Em um mundo cada vez mais cientifico e tecnológico, é importante que pessoas usem as evidências como base para argumentação, e não apenas ideologias e opiniões. Trabalhar com evidências é substituir o “achismo” pelo rigor de estudos
O que sabemos a respeito do que funciona em educação? Como sabemos o que sabemos? As duas perguntas iniciam o prefácio do livro Educação baseada em evidências: como saber o que funciona em Educação.O livro insere-se na tradição do Instituto Alfa e Beto de organizar e disseminar evidências a respeito de tópicos importantes da educação, e, dessa forma, estimular a comunidade científica e profissional a incorporar a evidência científica como elemento para aprimorar o debate na área.
Cada um dos capítulos que compõem a obra implicou revisões de literatura, pesquisas e grande esforço de síntese, para reunir e rever estudos individuais, meta-análises, compatibilizando-os à luz do que já existe, com visão em escala internacional, o que é evidência em todo mundo. “Em um mundo cada vez mais cientifico e tecnológico, é importante que pessoas usem evidências como base para argumentação, e não apenas ideologias e opiniões. Trabalho sério em cima de estudo. As pessoas, à medida que se formam mais, se qualificam mais, podem cobrar mais dos governantes as políticas consistentes de educação”, diz João Batista Oliveira, presidente do Instituto Alfa e Beto, um dos coautores da obra.
O livro explora dois conjuntos de questões com base nas evidências disponíveis: os fatores externos à escola – fatores familiares, gastos públicos e impacto de incentivos, entre outros, e os internos – impacto da figura do professor, diretor, formação e modelo pedagógico, por exemplo. Tais questões estão na base de decisões tomadas por legisladores e autoridades educacionais nos diversos níveis, do ministro da Educação ao professor, passando por Secretarias e órgãos públicos correlatos, para chegar à sala de aula ou até mesmo aos pais, que decidem onde o filho vai estudar. São perguntas cujas respostas afetarão a vida de muitos, especialmente dos jovens, futura força de trabalho de um país. Deveriam ser objeto de permanente discussão entre pesquisadores, estudiosos do tema e estar na agenda do setor produtivo, que depende de recursos humanos de qualidade.

> **OBJETIVOS**:
1) Diga se cada afirmação concorda com o texto sobre educação baseada em evidências: (a) João Batista Oliveira é um dos coautores do livro; (b) o livro trata só de fatores internos à escola; (c) duas perguntas abrem o prefácio do livro. Responda sim ou não e cite as palavras do texto que decidem cada caso.
2) Copie do texto sobre educação baseada em evidências, sem mudar nada, o trecho que começa nas palavras que contêm "O livro explora" e termina em "humanos de qualidade.".

> **TRECHOS DOS DADOS**:
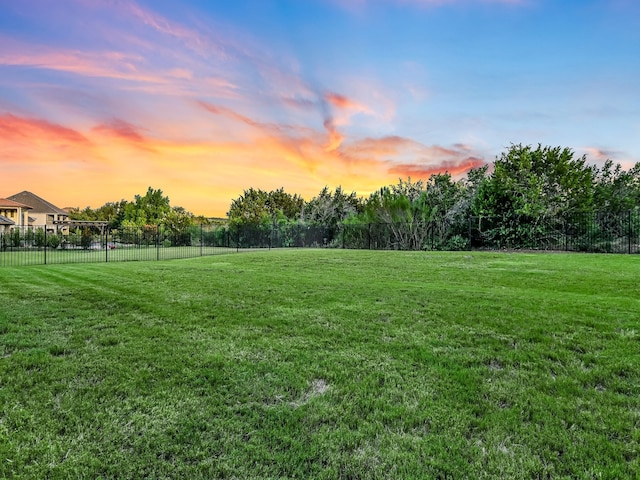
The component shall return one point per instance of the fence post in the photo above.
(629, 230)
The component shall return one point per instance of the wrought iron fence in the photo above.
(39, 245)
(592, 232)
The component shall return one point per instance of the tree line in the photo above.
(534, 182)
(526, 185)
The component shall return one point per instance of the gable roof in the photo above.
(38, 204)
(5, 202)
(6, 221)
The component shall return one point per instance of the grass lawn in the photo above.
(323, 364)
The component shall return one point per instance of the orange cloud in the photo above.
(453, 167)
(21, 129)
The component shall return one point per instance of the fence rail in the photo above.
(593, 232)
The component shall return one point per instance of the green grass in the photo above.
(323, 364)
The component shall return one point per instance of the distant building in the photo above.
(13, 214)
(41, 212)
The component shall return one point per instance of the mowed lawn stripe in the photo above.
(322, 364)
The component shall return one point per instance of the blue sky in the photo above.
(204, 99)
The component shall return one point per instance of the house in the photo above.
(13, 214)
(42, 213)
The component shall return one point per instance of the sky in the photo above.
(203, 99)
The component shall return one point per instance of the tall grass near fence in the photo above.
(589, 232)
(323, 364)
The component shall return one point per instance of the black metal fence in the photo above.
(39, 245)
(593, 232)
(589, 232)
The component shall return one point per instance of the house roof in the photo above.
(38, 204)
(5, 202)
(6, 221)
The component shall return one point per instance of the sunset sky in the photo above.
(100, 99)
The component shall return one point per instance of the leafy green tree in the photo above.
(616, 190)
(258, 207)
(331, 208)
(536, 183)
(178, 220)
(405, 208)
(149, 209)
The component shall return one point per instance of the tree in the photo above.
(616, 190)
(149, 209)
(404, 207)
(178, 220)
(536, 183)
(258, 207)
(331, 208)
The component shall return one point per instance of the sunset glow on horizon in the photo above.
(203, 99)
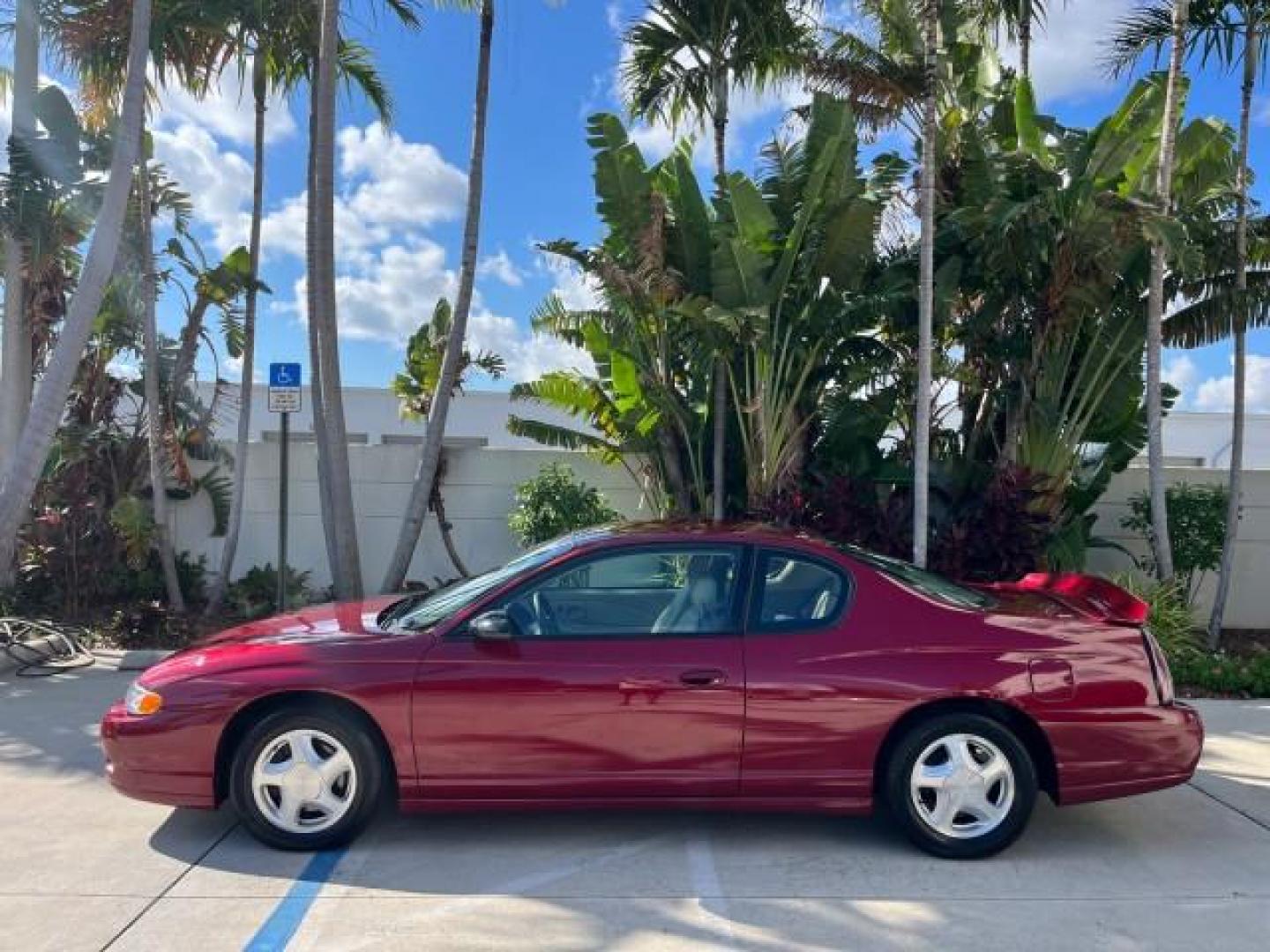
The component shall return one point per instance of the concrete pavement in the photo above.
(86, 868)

==

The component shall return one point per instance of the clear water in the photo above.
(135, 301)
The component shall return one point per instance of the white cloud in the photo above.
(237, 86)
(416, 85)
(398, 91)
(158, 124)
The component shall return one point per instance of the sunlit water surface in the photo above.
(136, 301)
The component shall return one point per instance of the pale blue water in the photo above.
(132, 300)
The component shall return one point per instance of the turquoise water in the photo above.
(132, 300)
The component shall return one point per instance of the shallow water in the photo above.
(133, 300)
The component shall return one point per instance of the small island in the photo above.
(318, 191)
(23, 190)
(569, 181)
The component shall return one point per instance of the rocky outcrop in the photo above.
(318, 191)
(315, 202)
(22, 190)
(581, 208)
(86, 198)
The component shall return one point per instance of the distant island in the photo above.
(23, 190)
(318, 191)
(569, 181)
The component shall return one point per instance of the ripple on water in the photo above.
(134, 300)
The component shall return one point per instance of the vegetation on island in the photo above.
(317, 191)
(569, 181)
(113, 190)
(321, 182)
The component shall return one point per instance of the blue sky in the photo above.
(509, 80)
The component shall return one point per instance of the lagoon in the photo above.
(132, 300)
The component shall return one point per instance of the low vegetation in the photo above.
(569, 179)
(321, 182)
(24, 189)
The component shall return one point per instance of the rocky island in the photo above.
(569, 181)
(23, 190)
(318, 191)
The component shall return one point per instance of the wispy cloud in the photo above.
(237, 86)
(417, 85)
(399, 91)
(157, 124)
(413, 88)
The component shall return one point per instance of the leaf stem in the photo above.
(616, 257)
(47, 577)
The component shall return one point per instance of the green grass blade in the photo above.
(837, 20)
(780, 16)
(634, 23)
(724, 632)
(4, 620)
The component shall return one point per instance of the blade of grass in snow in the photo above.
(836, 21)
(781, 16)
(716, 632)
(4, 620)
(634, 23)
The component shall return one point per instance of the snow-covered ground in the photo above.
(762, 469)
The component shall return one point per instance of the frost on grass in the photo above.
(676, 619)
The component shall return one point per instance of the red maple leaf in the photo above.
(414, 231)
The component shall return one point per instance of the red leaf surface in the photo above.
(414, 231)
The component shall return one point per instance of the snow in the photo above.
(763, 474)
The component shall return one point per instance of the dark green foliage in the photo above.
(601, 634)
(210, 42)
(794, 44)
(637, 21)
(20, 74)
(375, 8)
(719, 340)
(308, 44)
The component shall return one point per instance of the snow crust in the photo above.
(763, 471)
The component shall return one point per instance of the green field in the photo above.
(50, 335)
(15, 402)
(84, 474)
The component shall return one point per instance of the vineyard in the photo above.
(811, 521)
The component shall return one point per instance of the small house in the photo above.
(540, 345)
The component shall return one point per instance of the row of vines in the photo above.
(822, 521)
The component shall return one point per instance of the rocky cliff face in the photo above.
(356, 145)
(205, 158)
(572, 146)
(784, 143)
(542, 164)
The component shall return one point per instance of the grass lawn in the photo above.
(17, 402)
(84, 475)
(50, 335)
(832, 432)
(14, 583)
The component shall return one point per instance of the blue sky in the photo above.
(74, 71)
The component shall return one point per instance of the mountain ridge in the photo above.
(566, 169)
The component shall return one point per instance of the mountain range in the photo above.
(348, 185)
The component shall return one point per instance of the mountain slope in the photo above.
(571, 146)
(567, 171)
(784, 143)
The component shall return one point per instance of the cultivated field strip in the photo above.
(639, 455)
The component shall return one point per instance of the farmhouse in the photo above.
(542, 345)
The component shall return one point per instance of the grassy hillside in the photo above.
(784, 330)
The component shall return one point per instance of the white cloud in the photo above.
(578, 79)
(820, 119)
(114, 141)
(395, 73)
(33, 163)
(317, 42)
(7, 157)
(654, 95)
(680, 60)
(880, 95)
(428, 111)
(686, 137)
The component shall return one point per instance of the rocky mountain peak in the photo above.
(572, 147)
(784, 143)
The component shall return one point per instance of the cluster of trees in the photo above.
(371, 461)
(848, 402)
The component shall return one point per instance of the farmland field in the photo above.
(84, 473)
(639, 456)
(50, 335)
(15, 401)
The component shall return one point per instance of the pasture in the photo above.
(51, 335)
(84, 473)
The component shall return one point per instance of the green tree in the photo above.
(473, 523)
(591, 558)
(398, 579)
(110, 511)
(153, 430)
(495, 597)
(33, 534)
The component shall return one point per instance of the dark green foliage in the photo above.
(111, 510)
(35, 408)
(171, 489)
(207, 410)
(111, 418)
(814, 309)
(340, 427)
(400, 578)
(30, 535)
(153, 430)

> **RESPOSTAS**:
1)
(a) Sim: "diz João Batista Oliveira, presidente do Instituto Alfa e Beto, um dos coautores da obra."
(b) Não: "O livro explora dois conjuntos de questões com base nas evidências disponíveis: os fatores externos à escola".
(c) Sim: "As duas perguntas iniciam o prefácio do livro".

2)
O livro explora dois conjuntos de questões com base nas evidências disponíveis: os fatores externos à escola – fatores familiares, gastos públicos e impacto de incentivos, entre outros, e os internos – impacto da figura do professor, diretor, formação e modelo pedagógico, por exemplo. Tais questões estão na base de decisões tomadas por legisladores e autoridades educacionais nos diversos níveis, do ministro da Educação ao professor, passando por Secretarias e órgãos públicos correlatos, para chegar à sala de aula ou até mesmo aos pais, que decidem onde o filho vai estudar. São perguntas cujas respostas afetarão a vida de muitos, especialmente dos jovens, futura força de trabalho de um país. Deveriam ser objeto de permanente discussão entre pesquisadores, estudiosos do tema e estar na agenda do setor produtivo, que depende de recursos humanos de qualidade.